**Source**
++++++

Here are the winners and losers from the CNN Republican debate in Texas.
Winners and Losers From The CNN Republican Debate:
1).Donald Trump – Both Ted Cruz and Marco Rubio came after Donald Trump, but the leader of the Republican primary said nothing that is likely to hurt him with voters. Trump was able to skate through the CNN debate because the Marco Rubio campaign miscalculated by deciding to attack Trump on his previous statements and his record. Ted Cruz had more success attacking Trump, but Cruz’s constituency within the Republican Party is so small that the two candidates aren’t on a level playing field.
Trump knows how to deliver the red meat that GOP primary voters love better than any other candidate on the debate stage. The candidates who want to talk about facts are speaking a foreign language in this Republican primary. The structure, or lack of, in the CNN debate, was proof that the Republican primary is being contested on Donald Trump’s terms. As long as the GOP remains Trump’s world, he will continue to lead the Republican pack.

++++++

**Dataset extract**
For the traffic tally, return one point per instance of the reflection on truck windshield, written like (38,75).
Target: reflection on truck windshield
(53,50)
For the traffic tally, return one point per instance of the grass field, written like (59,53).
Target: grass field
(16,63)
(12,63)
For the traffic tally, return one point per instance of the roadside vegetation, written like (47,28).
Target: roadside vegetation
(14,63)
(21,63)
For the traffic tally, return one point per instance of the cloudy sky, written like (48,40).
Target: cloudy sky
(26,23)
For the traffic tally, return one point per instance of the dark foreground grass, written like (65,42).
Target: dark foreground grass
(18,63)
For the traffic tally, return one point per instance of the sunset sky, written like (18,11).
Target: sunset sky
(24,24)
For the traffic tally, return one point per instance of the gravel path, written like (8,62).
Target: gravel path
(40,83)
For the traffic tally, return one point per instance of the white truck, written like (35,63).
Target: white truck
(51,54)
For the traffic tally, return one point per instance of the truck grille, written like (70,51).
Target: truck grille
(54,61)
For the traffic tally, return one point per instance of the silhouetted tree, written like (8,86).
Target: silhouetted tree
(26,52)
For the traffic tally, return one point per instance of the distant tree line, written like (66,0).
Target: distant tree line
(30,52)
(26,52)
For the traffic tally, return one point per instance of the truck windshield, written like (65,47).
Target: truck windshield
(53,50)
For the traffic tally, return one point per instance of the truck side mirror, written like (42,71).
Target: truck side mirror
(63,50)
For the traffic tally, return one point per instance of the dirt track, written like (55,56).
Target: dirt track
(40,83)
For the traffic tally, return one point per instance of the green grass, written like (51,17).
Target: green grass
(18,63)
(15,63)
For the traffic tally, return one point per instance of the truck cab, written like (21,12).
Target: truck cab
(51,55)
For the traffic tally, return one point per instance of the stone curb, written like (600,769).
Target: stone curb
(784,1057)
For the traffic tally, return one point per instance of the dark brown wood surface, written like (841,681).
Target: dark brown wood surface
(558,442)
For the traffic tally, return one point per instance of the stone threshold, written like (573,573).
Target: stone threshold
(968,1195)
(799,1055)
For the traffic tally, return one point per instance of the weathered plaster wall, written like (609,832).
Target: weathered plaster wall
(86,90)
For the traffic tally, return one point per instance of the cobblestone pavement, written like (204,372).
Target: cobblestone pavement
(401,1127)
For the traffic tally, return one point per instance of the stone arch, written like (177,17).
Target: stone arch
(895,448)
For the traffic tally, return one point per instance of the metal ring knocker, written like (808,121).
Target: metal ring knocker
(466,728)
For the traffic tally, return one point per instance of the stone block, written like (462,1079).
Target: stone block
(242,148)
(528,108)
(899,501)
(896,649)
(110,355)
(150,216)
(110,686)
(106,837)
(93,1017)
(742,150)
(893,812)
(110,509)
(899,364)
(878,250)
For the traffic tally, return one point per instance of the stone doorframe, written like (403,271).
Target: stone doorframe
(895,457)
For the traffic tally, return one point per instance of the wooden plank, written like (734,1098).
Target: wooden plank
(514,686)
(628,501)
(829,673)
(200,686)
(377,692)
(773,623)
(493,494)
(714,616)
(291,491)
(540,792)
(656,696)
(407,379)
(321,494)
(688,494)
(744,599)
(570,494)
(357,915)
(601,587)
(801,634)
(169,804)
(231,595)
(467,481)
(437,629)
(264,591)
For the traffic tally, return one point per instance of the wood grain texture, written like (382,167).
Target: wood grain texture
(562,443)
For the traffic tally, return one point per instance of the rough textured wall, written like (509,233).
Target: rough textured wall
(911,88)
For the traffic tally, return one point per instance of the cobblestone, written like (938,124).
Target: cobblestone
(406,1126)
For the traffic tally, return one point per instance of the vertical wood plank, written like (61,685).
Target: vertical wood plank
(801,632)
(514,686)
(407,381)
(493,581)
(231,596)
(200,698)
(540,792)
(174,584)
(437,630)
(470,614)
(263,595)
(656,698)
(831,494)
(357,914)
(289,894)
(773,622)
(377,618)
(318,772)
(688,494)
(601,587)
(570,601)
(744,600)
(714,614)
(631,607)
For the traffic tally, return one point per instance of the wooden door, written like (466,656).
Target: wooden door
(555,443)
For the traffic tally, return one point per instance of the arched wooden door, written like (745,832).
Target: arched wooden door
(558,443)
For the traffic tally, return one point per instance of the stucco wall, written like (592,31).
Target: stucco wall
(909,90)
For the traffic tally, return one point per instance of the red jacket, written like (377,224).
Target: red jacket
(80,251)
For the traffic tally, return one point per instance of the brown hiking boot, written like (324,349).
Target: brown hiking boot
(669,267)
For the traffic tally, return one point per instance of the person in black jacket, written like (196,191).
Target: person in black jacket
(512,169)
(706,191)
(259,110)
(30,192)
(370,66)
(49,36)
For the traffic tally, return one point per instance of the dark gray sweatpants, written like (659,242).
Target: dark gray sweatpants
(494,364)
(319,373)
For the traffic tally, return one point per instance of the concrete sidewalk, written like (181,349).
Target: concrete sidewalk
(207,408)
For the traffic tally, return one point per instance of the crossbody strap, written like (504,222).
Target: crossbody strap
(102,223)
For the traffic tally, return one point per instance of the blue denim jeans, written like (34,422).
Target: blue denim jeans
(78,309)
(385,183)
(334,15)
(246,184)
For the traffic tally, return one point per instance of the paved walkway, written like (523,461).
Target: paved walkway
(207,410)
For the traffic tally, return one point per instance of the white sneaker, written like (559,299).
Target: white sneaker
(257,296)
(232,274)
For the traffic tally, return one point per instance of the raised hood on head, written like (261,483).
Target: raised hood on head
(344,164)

++++++

**Work to be completed**
Continue the article on the winners and losers of the CNN Republican debate in Texas, beginning immediately after its final sentence.

**The reply**
2). Ted Cruz – Cruz’s best moment came when Trump asked for an apology for the attacks on his sister, and Cruz said that he will not apologize for defending the Constitution. Where Rubio’s attacks fell flat, Cruz had a different strategy. Cruz was making the emotional argument to voters that Donald Trump is too liberal, and that Republicans can’t trust him. Cruz was able to legalistically interrogate Trump on healthcare and get Trump to dodge his questions. Ted Cruz scored a body blow by going after Trump on the Trump University case and pointing out that Trump could be testifying in court after he wins the Republican nomination. Cruz’s message that Republicans will be in a poor position to win in November if they nominate Trump.
1). Marco Rubio – Marco Rubio’s big plan of attack against Trump was to point out that the Republican frontrunner doesn’t have specific plans, and that he has made inconsistent statements in the past. Rubio had a highlight when he caught Trump repeating himself and called him out on it, but Rubio’s line of attack against Trump was conventional, logical, and a complete failure.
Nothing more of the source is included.